◆ What needs to be done:
In the records below, find the line containing "Automation pipeline query — the target element is the toilet." and retype it and every line after it exactly, adding nothing.

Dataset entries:
+ + + +
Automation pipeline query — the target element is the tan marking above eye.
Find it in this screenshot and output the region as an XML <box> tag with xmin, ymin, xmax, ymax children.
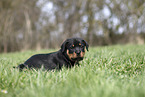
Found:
<box><xmin>72</xmin><ymin>45</ymin><xmax>74</xmax><ymax>47</ymax></box>
<box><xmin>79</xmin><ymin>43</ymin><xmax>81</xmax><ymax>45</ymax></box>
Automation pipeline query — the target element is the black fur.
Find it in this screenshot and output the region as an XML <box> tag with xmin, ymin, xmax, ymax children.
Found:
<box><xmin>14</xmin><ymin>38</ymin><xmax>89</xmax><ymax>71</ymax></box>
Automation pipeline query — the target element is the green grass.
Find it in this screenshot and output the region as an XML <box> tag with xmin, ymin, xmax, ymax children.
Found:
<box><xmin>0</xmin><ymin>45</ymin><xmax>145</xmax><ymax>97</ymax></box>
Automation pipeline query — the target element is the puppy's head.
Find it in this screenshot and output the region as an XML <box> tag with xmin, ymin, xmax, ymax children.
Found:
<box><xmin>61</xmin><ymin>38</ymin><xmax>89</xmax><ymax>61</ymax></box>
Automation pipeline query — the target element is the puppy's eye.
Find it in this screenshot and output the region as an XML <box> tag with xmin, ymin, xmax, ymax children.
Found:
<box><xmin>70</xmin><ymin>45</ymin><xmax>74</xmax><ymax>49</ymax></box>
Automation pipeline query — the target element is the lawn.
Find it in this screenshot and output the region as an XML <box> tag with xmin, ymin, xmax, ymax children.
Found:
<box><xmin>0</xmin><ymin>45</ymin><xmax>145</xmax><ymax>97</ymax></box>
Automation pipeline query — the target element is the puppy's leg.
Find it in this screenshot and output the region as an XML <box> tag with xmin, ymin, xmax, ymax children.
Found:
<box><xmin>13</xmin><ymin>64</ymin><xmax>27</xmax><ymax>71</ymax></box>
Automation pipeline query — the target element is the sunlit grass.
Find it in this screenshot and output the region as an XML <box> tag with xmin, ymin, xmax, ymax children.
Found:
<box><xmin>0</xmin><ymin>45</ymin><xmax>145</xmax><ymax>97</ymax></box>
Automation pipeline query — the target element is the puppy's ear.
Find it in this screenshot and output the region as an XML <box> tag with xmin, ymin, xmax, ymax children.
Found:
<box><xmin>82</xmin><ymin>40</ymin><xmax>89</xmax><ymax>51</ymax></box>
<box><xmin>61</xmin><ymin>39</ymin><xmax>69</xmax><ymax>53</ymax></box>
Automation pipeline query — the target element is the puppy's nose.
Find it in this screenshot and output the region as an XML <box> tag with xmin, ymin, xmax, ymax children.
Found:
<box><xmin>76</xmin><ymin>51</ymin><xmax>81</xmax><ymax>56</ymax></box>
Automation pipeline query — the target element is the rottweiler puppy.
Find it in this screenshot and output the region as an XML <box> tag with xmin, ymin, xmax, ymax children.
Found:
<box><xmin>15</xmin><ymin>38</ymin><xmax>89</xmax><ymax>71</ymax></box>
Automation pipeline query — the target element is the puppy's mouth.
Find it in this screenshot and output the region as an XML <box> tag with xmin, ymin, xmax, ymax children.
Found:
<box><xmin>71</xmin><ymin>57</ymin><xmax>84</xmax><ymax>61</ymax></box>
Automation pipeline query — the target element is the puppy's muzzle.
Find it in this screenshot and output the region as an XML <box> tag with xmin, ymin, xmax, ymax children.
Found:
<box><xmin>75</xmin><ymin>51</ymin><xmax>81</xmax><ymax>56</ymax></box>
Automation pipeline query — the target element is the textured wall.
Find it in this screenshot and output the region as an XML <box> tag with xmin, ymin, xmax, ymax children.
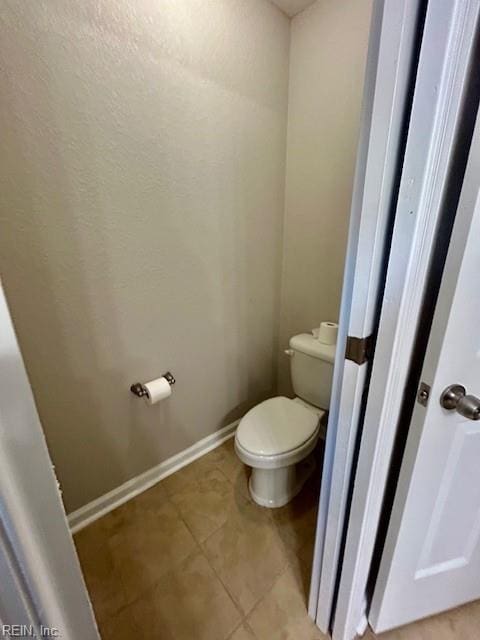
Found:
<box><xmin>278</xmin><ymin>0</ymin><xmax>372</xmax><ymax>394</ymax></box>
<box><xmin>0</xmin><ymin>0</ymin><xmax>290</xmax><ymax>511</ymax></box>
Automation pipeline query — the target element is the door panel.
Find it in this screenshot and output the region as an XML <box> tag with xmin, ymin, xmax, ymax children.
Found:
<box><xmin>309</xmin><ymin>0</ymin><xmax>423</xmax><ymax>630</ymax></box>
<box><xmin>416</xmin><ymin>426</ymin><xmax>480</xmax><ymax>579</ymax></box>
<box><xmin>370</xmin><ymin>104</ymin><xmax>480</xmax><ymax>633</ymax></box>
<box><xmin>331</xmin><ymin>1</ymin><xmax>479</xmax><ymax>637</ymax></box>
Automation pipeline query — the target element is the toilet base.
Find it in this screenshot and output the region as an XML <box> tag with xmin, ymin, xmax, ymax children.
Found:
<box><xmin>248</xmin><ymin>454</ymin><xmax>316</xmax><ymax>508</ymax></box>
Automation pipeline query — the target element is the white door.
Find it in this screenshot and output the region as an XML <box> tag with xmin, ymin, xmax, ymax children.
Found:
<box><xmin>308</xmin><ymin>0</ymin><xmax>423</xmax><ymax>630</ymax></box>
<box><xmin>331</xmin><ymin>1</ymin><xmax>479</xmax><ymax>637</ymax></box>
<box><xmin>369</xmin><ymin>102</ymin><xmax>480</xmax><ymax>633</ymax></box>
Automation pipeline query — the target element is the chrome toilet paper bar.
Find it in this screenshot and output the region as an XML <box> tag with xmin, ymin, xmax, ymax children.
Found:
<box><xmin>130</xmin><ymin>371</ymin><xmax>175</xmax><ymax>398</ymax></box>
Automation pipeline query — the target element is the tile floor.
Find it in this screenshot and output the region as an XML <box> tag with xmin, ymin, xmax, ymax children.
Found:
<box><xmin>74</xmin><ymin>437</ymin><xmax>480</xmax><ymax>640</ymax></box>
<box><xmin>74</xmin><ymin>437</ymin><xmax>323</xmax><ymax>640</ymax></box>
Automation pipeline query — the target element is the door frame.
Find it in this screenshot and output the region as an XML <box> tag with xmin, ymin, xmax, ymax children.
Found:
<box><xmin>330</xmin><ymin>1</ymin><xmax>480</xmax><ymax>638</ymax></box>
<box><xmin>309</xmin><ymin>0</ymin><xmax>423</xmax><ymax>632</ymax></box>
<box><xmin>0</xmin><ymin>283</ymin><xmax>99</xmax><ymax>639</ymax></box>
<box><xmin>2</xmin><ymin>2</ymin><xmax>475</xmax><ymax>638</ymax></box>
<box><xmin>0</xmin><ymin>3</ymin><xmax>423</xmax><ymax>638</ymax></box>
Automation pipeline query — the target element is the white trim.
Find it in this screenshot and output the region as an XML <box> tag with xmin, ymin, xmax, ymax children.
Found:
<box><xmin>309</xmin><ymin>0</ymin><xmax>422</xmax><ymax>630</ymax></box>
<box><xmin>356</xmin><ymin>612</ymin><xmax>368</xmax><ymax>637</ymax></box>
<box><xmin>332</xmin><ymin>2</ymin><xmax>479</xmax><ymax>639</ymax></box>
<box><xmin>0</xmin><ymin>284</ymin><xmax>99</xmax><ymax>639</ymax></box>
<box><xmin>68</xmin><ymin>420</ymin><xmax>239</xmax><ymax>533</ymax></box>
<box><xmin>0</xmin><ymin>521</ymin><xmax>42</xmax><ymax>635</ymax></box>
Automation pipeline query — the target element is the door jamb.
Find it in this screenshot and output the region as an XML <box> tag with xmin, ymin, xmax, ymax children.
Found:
<box><xmin>332</xmin><ymin>1</ymin><xmax>480</xmax><ymax>638</ymax></box>
<box><xmin>309</xmin><ymin>0</ymin><xmax>423</xmax><ymax>631</ymax></box>
<box><xmin>0</xmin><ymin>284</ymin><xmax>99</xmax><ymax>639</ymax></box>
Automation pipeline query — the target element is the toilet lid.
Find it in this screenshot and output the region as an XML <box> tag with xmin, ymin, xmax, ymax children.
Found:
<box><xmin>236</xmin><ymin>397</ymin><xmax>319</xmax><ymax>456</ymax></box>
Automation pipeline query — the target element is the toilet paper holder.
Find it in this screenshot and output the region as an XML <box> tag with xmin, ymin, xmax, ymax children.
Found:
<box><xmin>130</xmin><ymin>371</ymin><xmax>176</xmax><ymax>398</ymax></box>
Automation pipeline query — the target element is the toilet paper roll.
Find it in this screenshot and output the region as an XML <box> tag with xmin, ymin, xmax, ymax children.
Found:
<box><xmin>317</xmin><ymin>321</ymin><xmax>338</xmax><ymax>345</ymax></box>
<box><xmin>143</xmin><ymin>376</ymin><xmax>172</xmax><ymax>405</ymax></box>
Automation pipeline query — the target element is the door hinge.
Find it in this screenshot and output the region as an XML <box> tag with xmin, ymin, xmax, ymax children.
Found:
<box><xmin>345</xmin><ymin>335</ymin><xmax>374</xmax><ymax>365</ymax></box>
<box><xmin>417</xmin><ymin>381</ymin><xmax>431</xmax><ymax>407</ymax></box>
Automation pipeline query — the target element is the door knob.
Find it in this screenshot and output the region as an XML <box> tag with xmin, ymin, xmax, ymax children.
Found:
<box><xmin>440</xmin><ymin>384</ymin><xmax>480</xmax><ymax>420</ymax></box>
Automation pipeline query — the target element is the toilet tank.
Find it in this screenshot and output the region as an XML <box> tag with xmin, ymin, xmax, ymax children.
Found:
<box><xmin>289</xmin><ymin>333</ymin><xmax>336</xmax><ymax>409</ymax></box>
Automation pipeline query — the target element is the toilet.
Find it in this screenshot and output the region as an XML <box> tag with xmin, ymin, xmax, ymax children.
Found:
<box><xmin>235</xmin><ymin>330</ymin><xmax>336</xmax><ymax>508</ymax></box>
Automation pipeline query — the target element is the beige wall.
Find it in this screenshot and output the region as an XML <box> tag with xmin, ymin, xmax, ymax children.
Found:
<box><xmin>0</xmin><ymin>0</ymin><xmax>372</xmax><ymax>512</ymax></box>
<box><xmin>278</xmin><ymin>0</ymin><xmax>372</xmax><ymax>393</ymax></box>
<box><xmin>0</xmin><ymin>0</ymin><xmax>290</xmax><ymax>511</ymax></box>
+ + + +
◆ Reply to the exercise:
Automation pipeline query — the target element is the toilet.
Find it in this screenshot and output the region as an XML <box> tag with xmin, ymin, xmax, ymax children.
Found:
<box><xmin>235</xmin><ymin>330</ymin><xmax>336</xmax><ymax>508</ymax></box>
Automation pipeline query — the target element is the beige wall.
Find it in this screenshot and output the region as an XML <box> tag with xmin, ymin, xmax, ymax children.
Found:
<box><xmin>0</xmin><ymin>0</ymin><xmax>372</xmax><ymax>512</ymax></box>
<box><xmin>278</xmin><ymin>0</ymin><xmax>372</xmax><ymax>393</ymax></box>
<box><xmin>0</xmin><ymin>0</ymin><xmax>290</xmax><ymax>511</ymax></box>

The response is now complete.